* _TEXTE EXTRAIT_
···

Le chiffre donne le tournis : au moins 50 milliards d'euros d'argent public sont investis chaque année sans systématiquement prendre en compte la lutte contre le dérèglement climatique. Une donnée produite par I4CE - l'Institut de l'économie pour le climat -, un think-tank à l'initiative de l'Agence française du développement et de la Caisse des Dépôts. Dans une étude publiée le 27 janvier, il appelle en effet à « mettre l'adaptation aux impacts du changement climatique au menu des discussions entre les collectivités et l'Etat ».

« Si les collectivités disposent en effet d'importants leviers d'adaptation et doivent agir dès maintenant, elles ne pourront les mobiliser que si certaines conditions sont réunies au niveau national. Il est donc urgent qu'une discussion s'ouvre ! », insiste I4CE.

Transition écologique : le gouvernement adresse le mode d'emploi aux maires

Deux scénarios: l'un « optimiste », le second « pessimiste ».

Cette association veut en effet veut marquer le coup en vue du futur projet de loi de programmation quinquennale sur l'énergie et le climat (LPEC) - espéré pour juin 2023 par la ministre de la Transition énergétique Agnès Pannier-Runacher - et de l'Agenda territorial, une promesse de la Première ministre Elisabeth Borne dès son discours de politique générale de juillet 2022. L'Institut de l'économie pour le climat vient donc d'organiser, ce 30 janvier avec France Stratégie (services de Matignon), un débat sur l'adaptation au changement climatique dans les territoires. Avec en guest star : le ministre de la Transition écologique et de la Cohésion des territoires.

Confronté à des élus locaux, qui l'ont tantôt acquiescé, tantôt désapprouvé, Christophe Béchu a dévoilé sa feuille de route. Sur la loi de programmation quinquennale sur l'énergie et le climat (LPEC), il souhaite que le texte aille au-delà du respect des Accords de Paris de décembre 2015, c'est-à-dire la limitation de la hausse des températures à +1,5°C, et plaide pour deux scénarios, l'un « optimiste », le second « pessimiste ».

« +4°C au niveau français, on n'y coupera pas. Fini de rigoler », tranche le sénateur écologiste de Loire-Atlantique et vice-président de la commission du développement durable Ronan Dantec.

···

* _DONNÉES BRUTES_
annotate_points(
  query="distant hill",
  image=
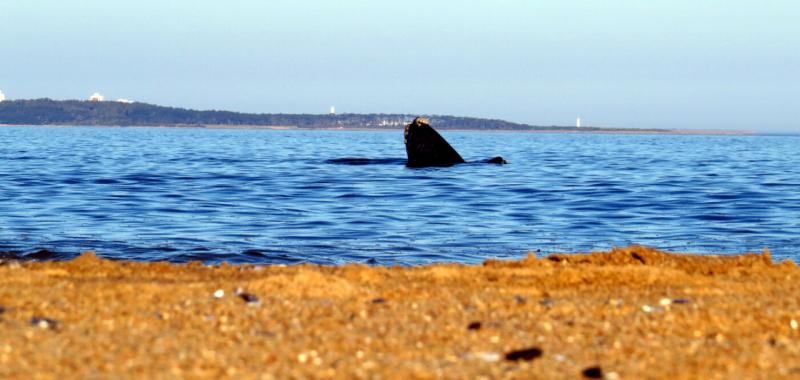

···

* _TÂCHE À RÉALISER_
Répondez aux questions suivantes à partir du texte sur l'adaptation au changement climatique.
(a) Quel montant d'argent public est investi chaque année sans prendre systématiquement en compte la lutte contre le dérèglement climatique ?
(b) Avec quel organisme I4CE a-t-il organisé le débat du 30 janvier ?
(c) Quelle hausse des températures au niveau français Ronan Dantec juge-t-il inévitable ?

* _LA SOLUTION_
(a) Au moins 50 milliards d'euros.
(b) Avec France Stratégie (services de Matignon).
(c) +4°C.